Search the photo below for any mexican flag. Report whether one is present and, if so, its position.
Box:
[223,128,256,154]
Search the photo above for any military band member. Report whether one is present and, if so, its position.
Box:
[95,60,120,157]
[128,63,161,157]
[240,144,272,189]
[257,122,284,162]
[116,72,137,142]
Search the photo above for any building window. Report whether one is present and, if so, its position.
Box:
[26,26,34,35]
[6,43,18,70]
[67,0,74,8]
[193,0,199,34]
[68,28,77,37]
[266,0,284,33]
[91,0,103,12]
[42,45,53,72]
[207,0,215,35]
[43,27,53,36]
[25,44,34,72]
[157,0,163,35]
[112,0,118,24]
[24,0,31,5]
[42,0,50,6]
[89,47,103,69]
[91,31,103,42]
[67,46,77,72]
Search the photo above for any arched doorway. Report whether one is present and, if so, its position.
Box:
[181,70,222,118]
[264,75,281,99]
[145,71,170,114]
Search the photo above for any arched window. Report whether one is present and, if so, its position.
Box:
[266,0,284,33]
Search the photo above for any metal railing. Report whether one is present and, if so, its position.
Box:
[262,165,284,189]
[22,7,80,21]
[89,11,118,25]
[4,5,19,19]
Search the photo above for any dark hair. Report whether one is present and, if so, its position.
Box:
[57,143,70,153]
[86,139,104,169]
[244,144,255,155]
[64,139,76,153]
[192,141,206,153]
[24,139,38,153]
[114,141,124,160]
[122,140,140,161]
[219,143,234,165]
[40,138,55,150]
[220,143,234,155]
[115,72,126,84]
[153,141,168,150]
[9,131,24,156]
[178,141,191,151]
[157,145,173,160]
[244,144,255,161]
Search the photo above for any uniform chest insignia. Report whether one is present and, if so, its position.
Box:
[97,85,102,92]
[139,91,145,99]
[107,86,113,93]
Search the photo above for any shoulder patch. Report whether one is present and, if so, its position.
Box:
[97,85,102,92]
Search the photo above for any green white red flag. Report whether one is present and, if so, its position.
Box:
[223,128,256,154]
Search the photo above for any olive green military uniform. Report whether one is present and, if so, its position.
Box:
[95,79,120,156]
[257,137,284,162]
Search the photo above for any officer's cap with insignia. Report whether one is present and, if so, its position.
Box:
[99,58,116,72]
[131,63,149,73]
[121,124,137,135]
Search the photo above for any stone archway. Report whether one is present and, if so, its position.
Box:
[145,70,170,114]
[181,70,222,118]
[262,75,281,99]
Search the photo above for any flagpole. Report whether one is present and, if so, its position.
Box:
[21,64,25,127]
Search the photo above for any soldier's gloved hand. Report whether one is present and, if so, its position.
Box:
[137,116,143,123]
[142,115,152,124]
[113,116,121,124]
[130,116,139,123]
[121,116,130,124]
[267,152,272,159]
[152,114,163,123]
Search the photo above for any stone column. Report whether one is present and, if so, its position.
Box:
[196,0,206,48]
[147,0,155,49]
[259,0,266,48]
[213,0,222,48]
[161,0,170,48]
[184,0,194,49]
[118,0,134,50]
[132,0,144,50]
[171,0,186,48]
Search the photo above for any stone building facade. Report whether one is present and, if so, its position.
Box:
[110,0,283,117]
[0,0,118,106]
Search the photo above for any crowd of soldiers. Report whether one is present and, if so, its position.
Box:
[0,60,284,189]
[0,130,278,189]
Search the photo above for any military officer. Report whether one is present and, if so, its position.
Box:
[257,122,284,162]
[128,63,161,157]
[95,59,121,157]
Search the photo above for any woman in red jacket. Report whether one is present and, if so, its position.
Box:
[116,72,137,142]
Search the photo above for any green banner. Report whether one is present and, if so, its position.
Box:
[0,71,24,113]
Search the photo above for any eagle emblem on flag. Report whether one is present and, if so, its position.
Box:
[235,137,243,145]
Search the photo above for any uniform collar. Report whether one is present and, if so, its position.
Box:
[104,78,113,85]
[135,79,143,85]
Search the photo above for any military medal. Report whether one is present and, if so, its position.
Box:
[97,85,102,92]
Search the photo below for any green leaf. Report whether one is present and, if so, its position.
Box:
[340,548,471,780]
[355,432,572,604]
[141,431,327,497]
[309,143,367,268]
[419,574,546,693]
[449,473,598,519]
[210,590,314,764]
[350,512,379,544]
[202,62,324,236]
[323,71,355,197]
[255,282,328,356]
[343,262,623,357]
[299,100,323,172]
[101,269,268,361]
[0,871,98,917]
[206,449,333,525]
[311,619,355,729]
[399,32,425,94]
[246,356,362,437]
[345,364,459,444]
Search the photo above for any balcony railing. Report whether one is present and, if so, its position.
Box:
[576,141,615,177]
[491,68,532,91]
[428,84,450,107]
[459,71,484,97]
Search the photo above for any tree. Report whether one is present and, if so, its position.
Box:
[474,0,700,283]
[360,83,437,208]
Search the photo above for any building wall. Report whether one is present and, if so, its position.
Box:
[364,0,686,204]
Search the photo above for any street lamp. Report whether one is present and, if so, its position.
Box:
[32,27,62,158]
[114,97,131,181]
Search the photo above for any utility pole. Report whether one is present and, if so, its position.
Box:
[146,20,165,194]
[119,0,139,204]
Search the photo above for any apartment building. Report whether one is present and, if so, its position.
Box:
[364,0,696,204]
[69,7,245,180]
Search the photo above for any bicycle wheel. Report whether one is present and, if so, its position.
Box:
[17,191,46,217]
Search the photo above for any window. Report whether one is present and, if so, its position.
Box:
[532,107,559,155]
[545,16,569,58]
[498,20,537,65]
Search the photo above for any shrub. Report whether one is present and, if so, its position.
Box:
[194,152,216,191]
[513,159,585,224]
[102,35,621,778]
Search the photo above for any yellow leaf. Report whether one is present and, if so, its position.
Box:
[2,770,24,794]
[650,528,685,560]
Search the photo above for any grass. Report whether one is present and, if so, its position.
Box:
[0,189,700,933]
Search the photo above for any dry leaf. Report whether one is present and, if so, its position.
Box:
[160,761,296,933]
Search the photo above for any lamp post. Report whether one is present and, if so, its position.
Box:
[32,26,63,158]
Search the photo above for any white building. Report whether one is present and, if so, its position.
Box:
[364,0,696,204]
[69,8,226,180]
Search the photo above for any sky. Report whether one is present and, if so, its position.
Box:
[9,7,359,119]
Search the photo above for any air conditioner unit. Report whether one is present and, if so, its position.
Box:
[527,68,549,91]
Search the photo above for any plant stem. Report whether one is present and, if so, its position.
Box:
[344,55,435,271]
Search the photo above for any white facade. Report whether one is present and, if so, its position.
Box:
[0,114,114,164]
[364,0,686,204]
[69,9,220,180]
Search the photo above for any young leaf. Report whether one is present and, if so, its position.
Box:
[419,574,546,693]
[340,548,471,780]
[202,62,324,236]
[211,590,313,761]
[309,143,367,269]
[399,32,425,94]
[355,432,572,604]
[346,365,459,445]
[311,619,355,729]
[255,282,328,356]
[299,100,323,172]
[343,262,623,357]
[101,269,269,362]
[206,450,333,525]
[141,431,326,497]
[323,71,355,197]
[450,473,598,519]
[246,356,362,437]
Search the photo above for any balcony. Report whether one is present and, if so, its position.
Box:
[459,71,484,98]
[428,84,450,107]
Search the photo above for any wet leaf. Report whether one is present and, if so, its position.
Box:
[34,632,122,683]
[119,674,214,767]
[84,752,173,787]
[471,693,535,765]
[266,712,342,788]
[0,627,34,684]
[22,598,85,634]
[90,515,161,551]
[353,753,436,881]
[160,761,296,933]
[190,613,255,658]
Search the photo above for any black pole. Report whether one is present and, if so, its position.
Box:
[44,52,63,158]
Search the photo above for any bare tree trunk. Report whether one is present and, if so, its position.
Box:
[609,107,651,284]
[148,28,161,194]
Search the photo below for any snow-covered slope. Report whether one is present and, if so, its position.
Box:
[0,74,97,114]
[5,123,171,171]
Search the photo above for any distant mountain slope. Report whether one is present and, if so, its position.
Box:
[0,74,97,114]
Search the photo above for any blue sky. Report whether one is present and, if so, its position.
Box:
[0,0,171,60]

Stated goal —
Give the lines of the listing as a JSON list of strings, one string per line and blank lines left out. Start with the line containing "Search the photo above for any stone column." and go on through the line containing "[0,0,118,106]", including both.

Written reply —
[
  "Search the photo above for any stone column. Report whether one is present and, if so, its position.",
  "Box:",
  "[196,0,206,48]",
  "[147,0,155,49]",
  "[259,0,266,48]",
  "[213,0,222,48]",
  "[161,0,170,48]",
  "[184,0,194,49]",
  "[118,0,134,50]",
  "[132,0,144,50]",
  "[171,0,186,48]",
  "Search the photo above for any stone building facade. Report whether one is present and, if so, its position.",
  "Box:",
  "[110,0,283,117]",
  "[0,0,118,106]"
]